--- START Provided data ---

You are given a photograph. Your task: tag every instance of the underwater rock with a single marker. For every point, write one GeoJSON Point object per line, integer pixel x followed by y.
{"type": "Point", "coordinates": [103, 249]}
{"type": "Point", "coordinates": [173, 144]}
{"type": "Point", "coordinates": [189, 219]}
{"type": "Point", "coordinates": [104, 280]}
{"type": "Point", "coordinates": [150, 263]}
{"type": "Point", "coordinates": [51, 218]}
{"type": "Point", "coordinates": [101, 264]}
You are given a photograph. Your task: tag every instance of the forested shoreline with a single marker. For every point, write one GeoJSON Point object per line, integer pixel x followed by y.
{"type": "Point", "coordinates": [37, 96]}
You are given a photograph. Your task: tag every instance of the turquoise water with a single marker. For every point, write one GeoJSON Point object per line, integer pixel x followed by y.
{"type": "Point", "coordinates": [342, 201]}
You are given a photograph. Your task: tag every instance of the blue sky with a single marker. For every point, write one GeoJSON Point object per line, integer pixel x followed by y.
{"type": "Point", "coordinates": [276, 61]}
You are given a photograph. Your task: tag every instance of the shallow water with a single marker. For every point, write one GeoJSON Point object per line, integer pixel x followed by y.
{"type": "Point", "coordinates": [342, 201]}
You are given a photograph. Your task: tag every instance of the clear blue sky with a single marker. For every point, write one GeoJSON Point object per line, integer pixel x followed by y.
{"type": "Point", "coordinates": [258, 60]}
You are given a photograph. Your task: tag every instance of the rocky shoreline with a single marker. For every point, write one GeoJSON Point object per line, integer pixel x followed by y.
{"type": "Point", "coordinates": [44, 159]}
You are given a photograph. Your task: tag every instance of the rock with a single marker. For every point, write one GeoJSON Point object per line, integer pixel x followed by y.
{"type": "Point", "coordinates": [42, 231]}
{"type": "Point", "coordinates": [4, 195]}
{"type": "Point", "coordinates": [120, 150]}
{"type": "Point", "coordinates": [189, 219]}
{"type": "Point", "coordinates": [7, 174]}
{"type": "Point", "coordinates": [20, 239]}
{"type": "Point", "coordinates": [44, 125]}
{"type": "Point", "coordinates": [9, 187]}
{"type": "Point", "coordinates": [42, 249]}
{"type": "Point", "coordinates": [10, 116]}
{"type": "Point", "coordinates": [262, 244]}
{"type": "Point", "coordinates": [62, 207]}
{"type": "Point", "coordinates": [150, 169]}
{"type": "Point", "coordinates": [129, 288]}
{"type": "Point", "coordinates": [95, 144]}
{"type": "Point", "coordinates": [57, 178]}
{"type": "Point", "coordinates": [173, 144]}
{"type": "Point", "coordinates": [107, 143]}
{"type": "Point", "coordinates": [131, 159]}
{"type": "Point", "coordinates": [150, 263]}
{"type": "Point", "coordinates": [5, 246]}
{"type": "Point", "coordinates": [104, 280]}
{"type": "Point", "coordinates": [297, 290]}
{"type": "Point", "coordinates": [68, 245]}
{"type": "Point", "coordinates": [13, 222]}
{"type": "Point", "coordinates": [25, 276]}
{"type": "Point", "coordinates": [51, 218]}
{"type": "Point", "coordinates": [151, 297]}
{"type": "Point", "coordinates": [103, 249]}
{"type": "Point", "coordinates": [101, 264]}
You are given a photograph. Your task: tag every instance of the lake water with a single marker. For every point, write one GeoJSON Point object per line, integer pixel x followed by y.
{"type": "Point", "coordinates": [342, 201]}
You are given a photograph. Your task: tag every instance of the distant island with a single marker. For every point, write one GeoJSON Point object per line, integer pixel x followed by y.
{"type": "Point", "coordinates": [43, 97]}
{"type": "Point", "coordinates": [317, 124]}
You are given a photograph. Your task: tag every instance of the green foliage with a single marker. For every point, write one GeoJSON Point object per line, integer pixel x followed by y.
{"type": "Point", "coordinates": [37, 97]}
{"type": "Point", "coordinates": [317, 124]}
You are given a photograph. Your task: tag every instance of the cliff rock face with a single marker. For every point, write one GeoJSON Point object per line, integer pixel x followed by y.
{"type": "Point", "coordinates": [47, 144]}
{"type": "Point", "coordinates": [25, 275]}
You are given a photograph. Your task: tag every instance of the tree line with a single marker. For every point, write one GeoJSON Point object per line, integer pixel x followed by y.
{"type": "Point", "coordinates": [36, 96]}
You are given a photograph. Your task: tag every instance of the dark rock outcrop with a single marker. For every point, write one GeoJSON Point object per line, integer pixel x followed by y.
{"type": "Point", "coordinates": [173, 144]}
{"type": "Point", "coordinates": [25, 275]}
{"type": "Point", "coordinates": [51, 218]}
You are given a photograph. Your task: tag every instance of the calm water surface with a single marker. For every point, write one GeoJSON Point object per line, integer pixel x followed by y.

--- END Provided data ---

_Brief:_ Convert the stretch from the line containing "of the dark" through the end of the listing into a Markdown table with the columns Row and Line, numbering each line and leaving out any blank lines.

_Output for this exercise:_
| Row | Line |
|---|---|
| 1 | You are given a photograph. Your task: tag every instance of the dark rock outcrop with a single marker. For every point, write one GeoJSON Point object per line, integer pixel x followed by y. |
| 2 | {"type": "Point", "coordinates": [173, 144]} |
| 3 | {"type": "Point", "coordinates": [25, 275]} |
| 4 | {"type": "Point", "coordinates": [51, 218]} |
| 5 | You are given a photograph. Your task: tag every instance of the calm water surface with a single marker. For every point, write one GeoJSON Point object per line, integer pixel x followed by y. |